**Text passage:**
****
24.3.2016, 6:21, Adam H. Kerman wrote:
>> The meaning of ZWSP (as defined in the Unicode Standard) is to indicate
>> a direct line break opportunity. A normal space usually does the same,
>
> Except a space is a word boundary (except in a URL); I suppose this
> character isn't.
Word boundaries are where you define them to be, but the Unicode default
word boundary rules classify ZWSP as being in word boundary class “Any”.
This means they are word boundaries.
http://unicode.org/reports/tr29/
> A URL is a word.
Not in the normal meaning of the word “word”. A URL does not correspond
to a spoken word. For example, in English, a word is written using
letters A–Z, a–z, possibly some accented letters like “é”, and possibly
hyphens. Anything else in writing is not a word but e.g. a punctuation
mark or a special symbol.
The computerese meanings for “word” are something completely different.
This includes the technical concept of a maximal string of
non-whitespace characters, like the thing between spaces in
“foo §½+/y612cf&!0#£ bar”. If in doubt, ask your neighbor whether he
would call that a word.
> They're often annoyingly long. That's what I was thinking of
> being desireable to break at a selected location.
****
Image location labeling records
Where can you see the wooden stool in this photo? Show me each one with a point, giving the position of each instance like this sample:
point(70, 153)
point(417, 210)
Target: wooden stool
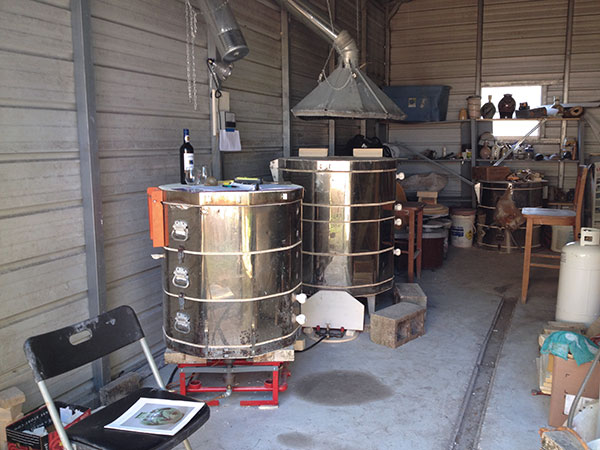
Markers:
point(412, 214)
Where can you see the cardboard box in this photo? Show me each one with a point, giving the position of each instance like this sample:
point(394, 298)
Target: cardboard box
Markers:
point(566, 379)
point(19, 440)
point(367, 152)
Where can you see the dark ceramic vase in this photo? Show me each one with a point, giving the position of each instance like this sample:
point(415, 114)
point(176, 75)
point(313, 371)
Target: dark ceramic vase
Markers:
point(506, 106)
point(488, 110)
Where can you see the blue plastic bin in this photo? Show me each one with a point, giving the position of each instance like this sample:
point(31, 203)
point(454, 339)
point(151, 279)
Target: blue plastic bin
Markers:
point(421, 103)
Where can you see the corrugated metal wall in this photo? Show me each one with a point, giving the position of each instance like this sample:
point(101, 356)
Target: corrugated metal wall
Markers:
point(256, 90)
point(435, 42)
point(42, 255)
point(308, 55)
point(585, 65)
point(142, 107)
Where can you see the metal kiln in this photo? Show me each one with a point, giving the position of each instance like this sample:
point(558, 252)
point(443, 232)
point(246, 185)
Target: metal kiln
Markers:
point(348, 222)
point(232, 267)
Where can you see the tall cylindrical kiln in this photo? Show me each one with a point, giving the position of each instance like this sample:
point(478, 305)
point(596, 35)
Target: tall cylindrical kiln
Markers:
point(232, 269)
point(524, 194)
point(348, 222)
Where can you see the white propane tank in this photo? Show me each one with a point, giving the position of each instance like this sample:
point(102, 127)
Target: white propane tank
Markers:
point(579, 280)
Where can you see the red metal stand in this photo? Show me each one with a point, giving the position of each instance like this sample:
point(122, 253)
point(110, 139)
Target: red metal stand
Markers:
point(274, 385)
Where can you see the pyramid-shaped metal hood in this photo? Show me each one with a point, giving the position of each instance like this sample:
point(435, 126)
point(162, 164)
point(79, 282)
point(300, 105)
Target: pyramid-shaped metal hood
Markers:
point(347, 92)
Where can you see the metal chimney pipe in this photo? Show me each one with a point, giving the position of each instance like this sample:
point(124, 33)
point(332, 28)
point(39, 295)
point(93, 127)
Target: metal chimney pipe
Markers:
point(343, 43)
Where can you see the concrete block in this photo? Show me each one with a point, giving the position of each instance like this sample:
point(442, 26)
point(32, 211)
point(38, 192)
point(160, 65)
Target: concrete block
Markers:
point(411, 293)
point(398, 324)
point(564, 439)
point(121, 387)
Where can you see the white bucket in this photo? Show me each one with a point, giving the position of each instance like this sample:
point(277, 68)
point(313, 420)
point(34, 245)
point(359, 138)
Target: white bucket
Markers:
point(463, 227)
point(560, 236)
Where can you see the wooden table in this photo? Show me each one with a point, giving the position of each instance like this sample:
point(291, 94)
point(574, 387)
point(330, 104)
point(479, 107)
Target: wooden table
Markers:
point(412, 215)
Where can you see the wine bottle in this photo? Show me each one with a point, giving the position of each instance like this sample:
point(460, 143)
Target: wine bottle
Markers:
point(186, 156)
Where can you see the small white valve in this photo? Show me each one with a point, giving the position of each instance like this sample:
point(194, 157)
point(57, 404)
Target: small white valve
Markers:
point(301, 319)
point(300, 298)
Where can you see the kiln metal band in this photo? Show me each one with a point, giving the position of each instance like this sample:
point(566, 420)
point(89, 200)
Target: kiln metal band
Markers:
point(330, 205)
point(255, 252)
point(337, 288)
point(256, 344)
point(234, 300)
point(337, 171)
point(227, 205)
point(349, 221)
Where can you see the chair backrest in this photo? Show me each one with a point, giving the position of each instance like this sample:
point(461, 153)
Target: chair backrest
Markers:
point(51, 354)
point(582, 172)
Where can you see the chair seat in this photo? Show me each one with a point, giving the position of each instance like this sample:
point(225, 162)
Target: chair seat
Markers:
point(548, 212)
point(91, 431)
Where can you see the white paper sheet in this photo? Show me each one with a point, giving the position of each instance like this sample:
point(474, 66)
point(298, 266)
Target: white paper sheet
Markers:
point(229, 141)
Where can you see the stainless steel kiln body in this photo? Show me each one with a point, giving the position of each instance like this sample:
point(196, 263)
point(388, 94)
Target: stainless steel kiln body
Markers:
point(524, 194)
point(232, 267)
point(348, 228)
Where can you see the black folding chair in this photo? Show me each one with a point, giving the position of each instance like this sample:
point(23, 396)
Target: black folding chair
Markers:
point(60, 351)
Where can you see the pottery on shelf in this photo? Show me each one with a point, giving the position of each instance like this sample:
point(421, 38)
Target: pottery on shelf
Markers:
point(488, 110)
point(507, 106)
point(485, 152)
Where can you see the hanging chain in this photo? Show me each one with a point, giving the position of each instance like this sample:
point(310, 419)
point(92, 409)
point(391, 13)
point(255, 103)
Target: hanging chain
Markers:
point(322, 74)
point(191, 30)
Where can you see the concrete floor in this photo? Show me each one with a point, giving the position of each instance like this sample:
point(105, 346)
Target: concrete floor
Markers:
point(359, 395)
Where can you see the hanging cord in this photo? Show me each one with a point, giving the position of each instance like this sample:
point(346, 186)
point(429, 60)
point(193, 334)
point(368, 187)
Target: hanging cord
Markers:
point(323, 74)
point(191, 30)
point(211, 69)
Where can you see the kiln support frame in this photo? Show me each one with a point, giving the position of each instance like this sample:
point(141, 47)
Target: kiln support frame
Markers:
point(277, 384)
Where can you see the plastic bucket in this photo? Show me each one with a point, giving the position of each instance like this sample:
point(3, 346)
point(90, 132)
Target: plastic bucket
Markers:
point(463, 227)
point(560, 236)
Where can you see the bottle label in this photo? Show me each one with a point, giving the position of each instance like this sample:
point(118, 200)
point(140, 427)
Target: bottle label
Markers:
point(188, 161)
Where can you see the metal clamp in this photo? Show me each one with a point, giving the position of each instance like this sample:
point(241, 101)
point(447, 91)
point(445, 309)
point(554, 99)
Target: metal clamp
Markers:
point(180, 230)
point(181, 278)
point(182, 322)
point(300, 298)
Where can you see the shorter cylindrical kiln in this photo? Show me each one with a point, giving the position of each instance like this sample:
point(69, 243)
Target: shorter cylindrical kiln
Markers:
point(232, 267)
point(348, 222)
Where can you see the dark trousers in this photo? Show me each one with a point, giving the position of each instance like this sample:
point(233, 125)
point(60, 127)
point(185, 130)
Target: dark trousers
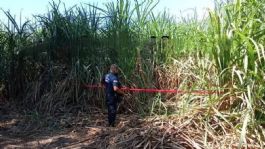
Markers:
point(112, 108)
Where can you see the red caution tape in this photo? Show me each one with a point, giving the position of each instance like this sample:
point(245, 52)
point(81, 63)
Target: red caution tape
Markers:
point(200, 92)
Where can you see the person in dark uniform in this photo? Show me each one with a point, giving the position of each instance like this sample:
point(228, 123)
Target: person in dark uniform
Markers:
point(113, 92)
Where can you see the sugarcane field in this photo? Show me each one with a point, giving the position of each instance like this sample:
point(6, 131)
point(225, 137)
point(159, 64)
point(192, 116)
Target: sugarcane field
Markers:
point(132, 74)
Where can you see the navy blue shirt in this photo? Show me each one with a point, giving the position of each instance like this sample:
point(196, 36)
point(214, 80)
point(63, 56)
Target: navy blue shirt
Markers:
point(110, 80)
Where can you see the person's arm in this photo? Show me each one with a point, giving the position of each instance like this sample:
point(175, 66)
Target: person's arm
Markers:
point(116, 87)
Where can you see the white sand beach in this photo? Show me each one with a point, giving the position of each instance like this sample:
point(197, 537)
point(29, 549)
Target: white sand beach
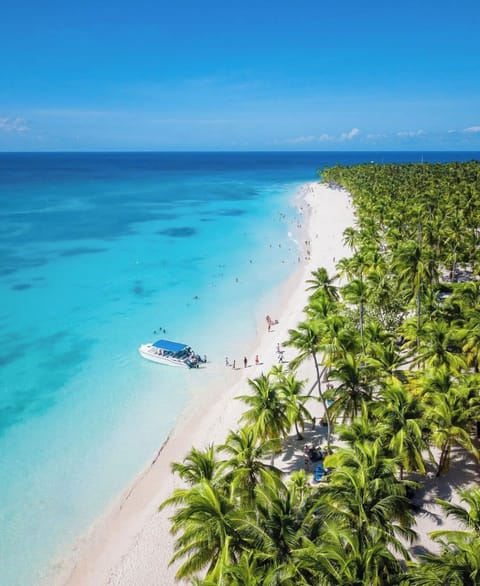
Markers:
point(132, 545)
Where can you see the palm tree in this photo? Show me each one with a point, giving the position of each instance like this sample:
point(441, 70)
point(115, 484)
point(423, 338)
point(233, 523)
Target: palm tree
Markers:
point(306, 339)
point(356, 292)
point(197, 465)
point(245, 469)
point(469, 518)
point(208, 526)
point(291, 391)
point(342, 557)
point(267, 411)
point(458, 565)
point(403, 424)
point(354, 389)
point(459, 561)
point(321, 283)
point(437, 347)
point(452, 415)
point(364, 495)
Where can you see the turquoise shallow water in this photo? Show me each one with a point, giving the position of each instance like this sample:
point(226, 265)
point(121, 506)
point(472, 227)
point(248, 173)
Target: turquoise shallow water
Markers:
point(98, 251)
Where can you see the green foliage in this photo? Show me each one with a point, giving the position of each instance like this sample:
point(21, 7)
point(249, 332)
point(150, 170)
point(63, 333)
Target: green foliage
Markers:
point(398, 344)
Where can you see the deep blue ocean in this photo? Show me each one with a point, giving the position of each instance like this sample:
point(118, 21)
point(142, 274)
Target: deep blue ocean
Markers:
point(98, 253)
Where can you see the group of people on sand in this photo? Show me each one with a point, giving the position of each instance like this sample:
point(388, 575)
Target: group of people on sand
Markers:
point(270, 322)
point(245, 362)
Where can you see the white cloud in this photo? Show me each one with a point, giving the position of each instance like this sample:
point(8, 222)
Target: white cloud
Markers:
point(349, 135)
point(411, 133)
point(302, 139)
point(13, 124)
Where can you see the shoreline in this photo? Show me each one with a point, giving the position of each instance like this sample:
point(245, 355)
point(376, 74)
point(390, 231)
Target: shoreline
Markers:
point(131, 543)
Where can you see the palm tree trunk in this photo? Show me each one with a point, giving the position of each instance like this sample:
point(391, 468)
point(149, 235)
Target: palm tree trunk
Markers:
****
**Requirements:**
- 1) Lay out part of the records as a Markdown table with the columns Row and Record line, leaving out blank lines. Begin at the line that has "Where can you see the person in" and stop after the line that has "point(110, 80)".
- 2) Continue the forum thread on ZWSP and word boundaries from where it stops.
The forum thread and the records have no connection to each other.

**Exercise responses:**
- 1)
| Row | Record line |
|---|---|
| 1 | Where can you see the person in dark uniform in this photo? Show me each one with a point, giving the position of each instance like this sample: |
| 2 | point(228, 123) |
| 3 | Target: person in dark uniform |
| 4 | Markers: |
| 5 | point(113, 92) |
| 6 | Where can you see the sugarcane field in this photo? Show me each one with a point, giving the position of each instance like this sample: |
| 7 | point(6, 131) |
| 8 | point(225, 137) |
| 9 | point(159, 64) |
| 10 | point(192, 116) |
| 11 | Target: sugarcane field |
| 12 | Markers: |
| 13 | point(132, 74) |
| 14 | Where can you see the navy blue shirt in this photo? Show me each one with a point, giving the position of each instance like this sample: |
| 15 | point(196, 36) |
| 16 | point(214, 80) |
| 17 | point(63, 56) |
| 18 | Target: navy blue shirt |
| 19 | Markers: |
| 20 | point(110, 80) |

- 2)
URLs should rarely appear in text. In HTML documents, they should appear
as attribute values (e.g. in href=...), not as content. Normally you
should have URLs in content only when your text is *about* URLs, like a
description of URL syntax and some URLs shown as examples. Then you
should probably put each URL on a line of its own. It may still be too
long, and then you need to consider setting allowable line break points.
>> except in contexts where a simple break (with no hyphen at the end of
>> the line) is permitted—as it is in many writing systems, but not in
>> languages using Latin letters (except in contexts like bird-<wbr>cage
>> where the hyphen is part of the word). The tag name is thus misleading:
>> it comes from "word break", but is more like "string break".
>
> Right. I wonder if it's desireable to preserve it when copying.
When copying data in HTML format, it is. If the ZWSP character were used
instead and you copied data from an HTML document as plain text, it’s a
bit debatable. I would say that ZWSP should normally be retained, but it
depends on the use of the copied text whether it needs to be removed.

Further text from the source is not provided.